### Work to do
Please swap "silver laptop" for "gray laptop" in the lines that begin at the one containing "Where can you see the white sneaker?" and stop after the one containing "<point>140,344</point>", and return only those lines with nothing else changed.

### Dataset
........

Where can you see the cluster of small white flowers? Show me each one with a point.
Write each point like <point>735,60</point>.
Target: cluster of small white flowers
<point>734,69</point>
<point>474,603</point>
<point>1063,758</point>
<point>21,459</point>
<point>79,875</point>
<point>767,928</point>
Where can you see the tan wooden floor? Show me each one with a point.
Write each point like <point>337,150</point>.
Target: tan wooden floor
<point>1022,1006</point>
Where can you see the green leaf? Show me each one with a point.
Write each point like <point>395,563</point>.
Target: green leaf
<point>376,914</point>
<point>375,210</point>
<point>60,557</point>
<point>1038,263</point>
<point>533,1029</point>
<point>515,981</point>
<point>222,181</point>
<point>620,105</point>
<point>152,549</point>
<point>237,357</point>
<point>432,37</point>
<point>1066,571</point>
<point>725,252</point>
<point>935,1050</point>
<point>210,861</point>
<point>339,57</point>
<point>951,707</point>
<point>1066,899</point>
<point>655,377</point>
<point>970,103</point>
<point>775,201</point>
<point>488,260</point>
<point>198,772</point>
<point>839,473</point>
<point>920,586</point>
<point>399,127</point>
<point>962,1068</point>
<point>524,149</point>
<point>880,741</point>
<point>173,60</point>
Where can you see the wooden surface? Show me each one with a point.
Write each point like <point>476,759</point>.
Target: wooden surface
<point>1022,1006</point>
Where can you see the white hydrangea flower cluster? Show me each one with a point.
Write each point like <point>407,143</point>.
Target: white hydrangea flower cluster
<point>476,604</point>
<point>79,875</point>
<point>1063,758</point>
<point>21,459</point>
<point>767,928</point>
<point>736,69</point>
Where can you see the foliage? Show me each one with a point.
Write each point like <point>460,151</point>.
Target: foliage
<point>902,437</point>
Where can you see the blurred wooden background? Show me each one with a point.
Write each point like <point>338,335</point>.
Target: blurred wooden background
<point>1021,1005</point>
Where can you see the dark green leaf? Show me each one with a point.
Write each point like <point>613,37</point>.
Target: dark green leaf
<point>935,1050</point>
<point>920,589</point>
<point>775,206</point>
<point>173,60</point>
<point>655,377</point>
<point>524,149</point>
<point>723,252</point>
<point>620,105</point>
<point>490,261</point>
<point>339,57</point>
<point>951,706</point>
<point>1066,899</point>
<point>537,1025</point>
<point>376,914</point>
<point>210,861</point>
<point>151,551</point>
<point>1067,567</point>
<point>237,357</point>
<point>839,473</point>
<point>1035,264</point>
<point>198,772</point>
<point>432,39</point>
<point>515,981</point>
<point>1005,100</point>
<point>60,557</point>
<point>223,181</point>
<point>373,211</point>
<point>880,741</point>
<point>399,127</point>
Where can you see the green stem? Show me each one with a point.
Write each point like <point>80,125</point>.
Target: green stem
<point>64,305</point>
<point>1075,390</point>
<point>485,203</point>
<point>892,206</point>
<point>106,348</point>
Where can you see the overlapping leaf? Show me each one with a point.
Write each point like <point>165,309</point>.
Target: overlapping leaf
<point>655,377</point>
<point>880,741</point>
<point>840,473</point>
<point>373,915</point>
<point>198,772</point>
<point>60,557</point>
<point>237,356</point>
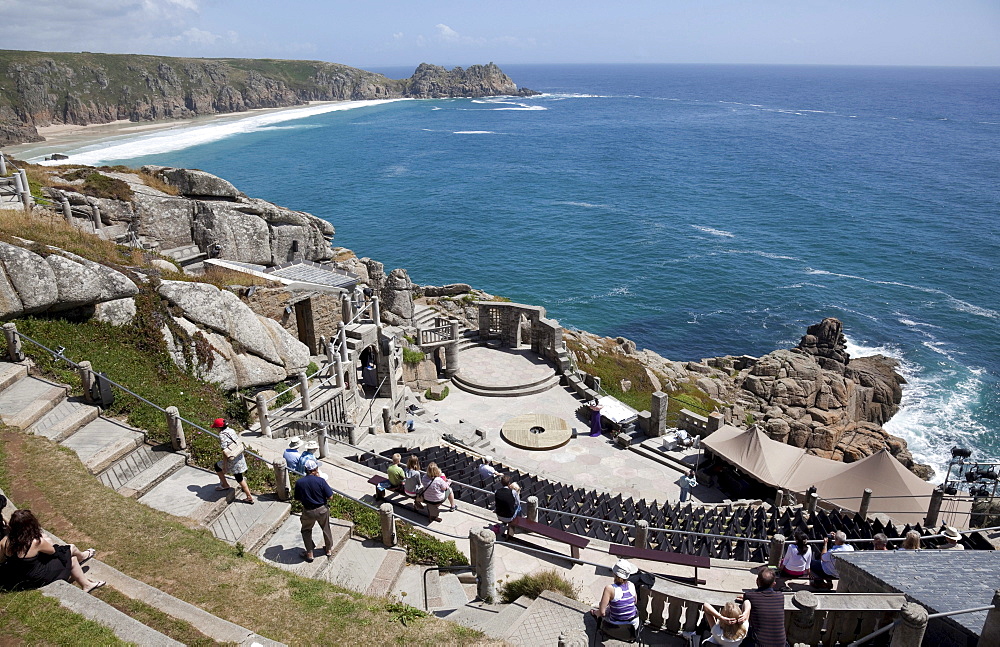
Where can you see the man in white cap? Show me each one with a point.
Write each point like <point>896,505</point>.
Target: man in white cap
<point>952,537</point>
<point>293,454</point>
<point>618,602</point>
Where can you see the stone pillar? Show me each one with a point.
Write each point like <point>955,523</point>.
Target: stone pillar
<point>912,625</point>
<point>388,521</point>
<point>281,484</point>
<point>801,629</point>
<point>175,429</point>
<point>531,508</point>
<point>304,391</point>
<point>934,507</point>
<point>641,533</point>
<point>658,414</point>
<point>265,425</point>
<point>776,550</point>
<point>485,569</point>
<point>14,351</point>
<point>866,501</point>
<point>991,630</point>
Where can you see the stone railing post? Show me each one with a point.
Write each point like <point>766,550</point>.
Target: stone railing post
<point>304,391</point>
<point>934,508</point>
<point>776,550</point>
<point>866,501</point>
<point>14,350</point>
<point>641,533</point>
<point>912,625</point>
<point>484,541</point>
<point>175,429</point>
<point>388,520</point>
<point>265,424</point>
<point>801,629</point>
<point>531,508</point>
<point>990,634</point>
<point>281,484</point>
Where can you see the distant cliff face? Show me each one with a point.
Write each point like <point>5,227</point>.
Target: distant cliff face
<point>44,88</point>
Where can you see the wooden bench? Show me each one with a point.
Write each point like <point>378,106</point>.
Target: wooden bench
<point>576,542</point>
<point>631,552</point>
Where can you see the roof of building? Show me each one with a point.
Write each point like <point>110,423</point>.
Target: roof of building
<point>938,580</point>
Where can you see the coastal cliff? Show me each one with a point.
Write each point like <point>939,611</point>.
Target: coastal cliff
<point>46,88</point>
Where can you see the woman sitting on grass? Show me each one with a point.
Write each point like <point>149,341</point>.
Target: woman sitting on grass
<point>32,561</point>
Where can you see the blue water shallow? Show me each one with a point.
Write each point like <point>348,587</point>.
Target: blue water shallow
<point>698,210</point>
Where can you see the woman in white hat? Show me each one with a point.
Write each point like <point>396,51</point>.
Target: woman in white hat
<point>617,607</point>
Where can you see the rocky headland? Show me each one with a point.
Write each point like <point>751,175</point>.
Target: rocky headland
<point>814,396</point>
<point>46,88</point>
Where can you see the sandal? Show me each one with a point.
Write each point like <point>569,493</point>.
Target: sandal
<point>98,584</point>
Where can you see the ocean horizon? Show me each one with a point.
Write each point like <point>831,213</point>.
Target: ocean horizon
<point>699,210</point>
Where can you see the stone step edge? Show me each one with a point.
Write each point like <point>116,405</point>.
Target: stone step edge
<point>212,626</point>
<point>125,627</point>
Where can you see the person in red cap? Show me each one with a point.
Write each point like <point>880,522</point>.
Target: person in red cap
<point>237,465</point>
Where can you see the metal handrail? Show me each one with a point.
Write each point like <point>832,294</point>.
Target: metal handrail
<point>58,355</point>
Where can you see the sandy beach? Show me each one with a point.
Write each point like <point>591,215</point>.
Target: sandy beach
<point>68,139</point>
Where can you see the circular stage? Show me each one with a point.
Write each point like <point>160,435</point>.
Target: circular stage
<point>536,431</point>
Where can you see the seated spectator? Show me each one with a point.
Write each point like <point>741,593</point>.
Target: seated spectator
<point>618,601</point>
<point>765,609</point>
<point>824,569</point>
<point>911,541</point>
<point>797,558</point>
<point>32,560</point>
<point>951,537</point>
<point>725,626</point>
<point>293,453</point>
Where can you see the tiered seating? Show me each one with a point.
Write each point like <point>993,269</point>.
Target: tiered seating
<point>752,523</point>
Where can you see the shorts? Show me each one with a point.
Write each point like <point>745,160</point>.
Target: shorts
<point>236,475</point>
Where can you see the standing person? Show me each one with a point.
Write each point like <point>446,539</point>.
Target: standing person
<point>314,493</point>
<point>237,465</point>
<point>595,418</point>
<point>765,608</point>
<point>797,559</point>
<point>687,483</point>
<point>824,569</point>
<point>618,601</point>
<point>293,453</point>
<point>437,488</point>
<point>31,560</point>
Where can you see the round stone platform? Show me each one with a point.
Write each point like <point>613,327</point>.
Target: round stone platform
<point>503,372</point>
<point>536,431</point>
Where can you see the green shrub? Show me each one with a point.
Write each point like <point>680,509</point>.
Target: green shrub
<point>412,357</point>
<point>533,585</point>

........

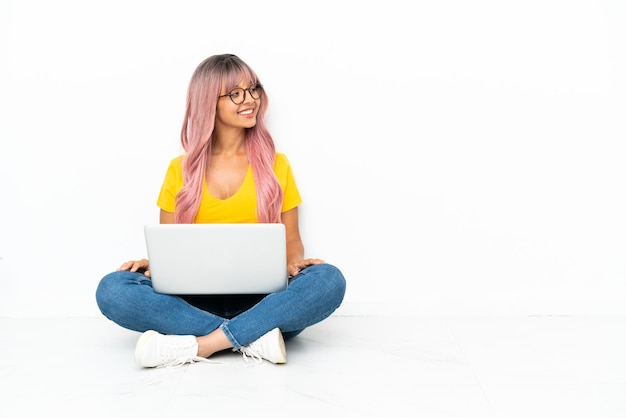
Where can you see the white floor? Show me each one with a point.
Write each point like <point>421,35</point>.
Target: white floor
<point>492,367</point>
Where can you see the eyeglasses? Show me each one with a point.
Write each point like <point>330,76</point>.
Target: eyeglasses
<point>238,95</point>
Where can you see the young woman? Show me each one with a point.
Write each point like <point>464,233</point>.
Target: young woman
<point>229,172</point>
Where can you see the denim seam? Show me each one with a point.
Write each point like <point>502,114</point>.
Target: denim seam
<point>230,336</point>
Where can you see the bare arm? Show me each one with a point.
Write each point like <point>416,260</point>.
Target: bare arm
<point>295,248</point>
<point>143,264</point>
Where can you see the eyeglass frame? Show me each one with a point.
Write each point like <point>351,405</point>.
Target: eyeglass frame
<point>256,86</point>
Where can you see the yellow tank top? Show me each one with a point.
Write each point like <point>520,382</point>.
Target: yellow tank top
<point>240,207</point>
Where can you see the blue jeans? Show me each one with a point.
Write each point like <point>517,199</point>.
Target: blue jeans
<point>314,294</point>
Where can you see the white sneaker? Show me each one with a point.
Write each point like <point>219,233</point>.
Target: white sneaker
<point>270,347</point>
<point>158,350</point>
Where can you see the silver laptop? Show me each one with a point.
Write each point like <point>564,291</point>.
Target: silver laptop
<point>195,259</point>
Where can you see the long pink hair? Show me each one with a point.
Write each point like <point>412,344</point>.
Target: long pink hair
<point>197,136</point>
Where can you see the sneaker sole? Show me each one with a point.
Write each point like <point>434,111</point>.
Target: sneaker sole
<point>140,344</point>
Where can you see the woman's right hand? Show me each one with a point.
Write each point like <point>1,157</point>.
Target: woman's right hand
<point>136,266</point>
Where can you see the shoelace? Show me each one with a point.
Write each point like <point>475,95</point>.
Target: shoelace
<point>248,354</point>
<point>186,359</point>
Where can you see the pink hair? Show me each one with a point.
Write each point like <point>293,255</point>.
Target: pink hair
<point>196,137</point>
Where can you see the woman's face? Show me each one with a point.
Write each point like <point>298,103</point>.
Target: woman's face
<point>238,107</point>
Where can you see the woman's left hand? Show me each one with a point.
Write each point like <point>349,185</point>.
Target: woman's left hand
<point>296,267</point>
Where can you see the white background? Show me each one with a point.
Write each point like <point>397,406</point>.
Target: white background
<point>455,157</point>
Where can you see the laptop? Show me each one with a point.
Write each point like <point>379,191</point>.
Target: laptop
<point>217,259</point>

........

### Finished exercise
Where can you see the white sneaker? Show me each one with a point.
Write each point like <point>219,233</point>.
Target: white sneaker
<point>270,347</point>
<point>158,350</point>
Where can you see the gray laptop? Show me each one with a point.
Write each point like <point>564,291</point>.
Target: gray laptop
<point>195,259</point>
Where can you see the long pink hair? Show me each one with a point.
Write each point like <point>412,344</point>.
Target: long pink hair
<point>197,136</point>
Where can you see the sneaker sole? Show me each one with a point.
Write each point like <point>434,111</point>.
Target: sneaker sole
<point>140,344</point>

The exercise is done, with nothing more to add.